• _Task description_
Reproduce every line of the entries below, requests included, but add 19 to each number in the coordinate pairs given as answers.

• _Dataset excerpts on object pointing_

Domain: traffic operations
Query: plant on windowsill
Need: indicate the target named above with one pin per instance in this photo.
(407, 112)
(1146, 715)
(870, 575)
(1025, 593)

• _Solution to the problem_
Domain: traffic operations
Query: plant on windowsill
Need: indicate the target named above with one pin per instance in this photo.
(426, 131)
(1165, 734)
(889, 594)
(1044, 612)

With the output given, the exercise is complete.